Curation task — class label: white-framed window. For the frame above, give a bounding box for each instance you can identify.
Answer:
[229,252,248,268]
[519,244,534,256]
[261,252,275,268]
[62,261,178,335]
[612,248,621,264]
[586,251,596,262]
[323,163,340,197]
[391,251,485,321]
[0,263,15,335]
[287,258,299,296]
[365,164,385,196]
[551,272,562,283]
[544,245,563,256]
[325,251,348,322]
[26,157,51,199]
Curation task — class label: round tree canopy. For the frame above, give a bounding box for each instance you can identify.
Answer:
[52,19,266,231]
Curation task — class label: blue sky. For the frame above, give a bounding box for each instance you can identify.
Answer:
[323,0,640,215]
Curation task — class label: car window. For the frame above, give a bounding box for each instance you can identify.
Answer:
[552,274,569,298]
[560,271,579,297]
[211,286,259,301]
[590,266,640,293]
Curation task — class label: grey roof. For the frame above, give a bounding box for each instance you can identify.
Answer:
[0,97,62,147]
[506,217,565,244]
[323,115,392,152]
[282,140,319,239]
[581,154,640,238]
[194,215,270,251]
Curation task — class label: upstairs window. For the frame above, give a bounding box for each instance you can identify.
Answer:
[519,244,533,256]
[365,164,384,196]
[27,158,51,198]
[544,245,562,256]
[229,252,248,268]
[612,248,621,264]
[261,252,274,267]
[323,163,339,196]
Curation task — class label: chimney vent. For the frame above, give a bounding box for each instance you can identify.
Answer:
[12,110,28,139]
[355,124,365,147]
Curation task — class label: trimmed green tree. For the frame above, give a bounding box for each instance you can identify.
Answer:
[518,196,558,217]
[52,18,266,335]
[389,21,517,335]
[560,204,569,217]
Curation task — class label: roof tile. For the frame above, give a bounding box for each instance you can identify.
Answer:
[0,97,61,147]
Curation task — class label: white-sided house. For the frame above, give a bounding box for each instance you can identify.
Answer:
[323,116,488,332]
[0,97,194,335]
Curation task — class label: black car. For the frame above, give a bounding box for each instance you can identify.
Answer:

Exercise brief:
Each entry above is to be written out exactly.

Solution for this task:
Curation task — class label: white-framed window. For the frame above, give a bounding box for each instance you can identify.
Answer:
[229,252,248,268]
[519,244,534,256]
[261,252,275,268]
[62,261,178,335]
[612,248,621,264]
[586,251,596,262]
[323,163,340,197]
[391,251,485,321]
[0,263,15,335]
[287,258,299,296]
[365,164,385,196]
[551,272,562,283]
[544,245,563,256]
[325,251,348,322]
[26,157,51,199]
Curation task — class label: round tree canopy. For the frame above, give a bounding box for each instance you can identify.
Answer:
[52,19,266,231]
Curation task — class label: blue sky. For the frame above, give a bounding box for each instance you can identify.
Answer:
[323,0,640,215]
Curation task — class label: car window. For the frame above, give a bounding box for each instance you can identify.
Answer:
[552,274,569,298]
[560,271,579,297]
[211,286,259,301]
[590,266,640,293]
Curation task — class label: grey roof. For the frame above, give a bounding box for each instance you can identify.
Answer:
[0,97,62,147]
[506,217,565,244]
[323,115,392,152]
[282,140,319,239]
[581,154,640,238]
[194,215,270,251]
Curation task — class label: upstairs window. For the frame above, give a bounding box for each instance you can identify.
Answer:
[519,244,533,256]
[365,164,384,196]
[27,158,51,198]
[544,245,562,256]
[229,252,248,268]
[612,248,621,264]
[261,252,274,267]
[323,163,339,196]
Curation task — class label: chimney vent. For the frame above, give a bounding box for each instance you can identify.
Answer:
[12,110,28,139]
[355,124,365,147]
Curation task — class label: trimmed green tree. For the frame above, give a bounding box for each instance you can identify.
Answer:
[518,196,558,217]
[52,18,266,335]
[389,21,517,335]
[560,204,569,217]
Curation task — class label: roof tile. For the frame above, give a bounding box for each instance you can identify.
Answer:
[0,97,61,147]
Curation task — class label: white-sided house. For the frame above, give a bounding box for each instance you can identify.
Answer:
[323,116,488,332]
[0,97,194,335]
Curation task — class label: black car. For the frame above, give a bounding box for each instance you can identify.
Answer:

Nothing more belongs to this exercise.